====== Source material ======
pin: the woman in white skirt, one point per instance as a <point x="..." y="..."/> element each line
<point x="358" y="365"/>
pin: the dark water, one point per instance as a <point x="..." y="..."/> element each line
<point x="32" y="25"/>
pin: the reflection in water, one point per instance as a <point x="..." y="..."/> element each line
======
→ Problem to solve: Reproduce every line of the records above, requests included, and shift each x and y coordinate in the answers up by 84.

→ Exercise answer:
pin: the woman in white skirt, one point per instance as a <point x="..." y="..."/> element each line
<point x="442" y="449"/>
pin: the dark water, one point per instance as a <point x="..." y="..."/> element each line
<point x="116" y="109"/>
pin: the reflection in water, one point per instance as a <point x="..." y="..."/> element each line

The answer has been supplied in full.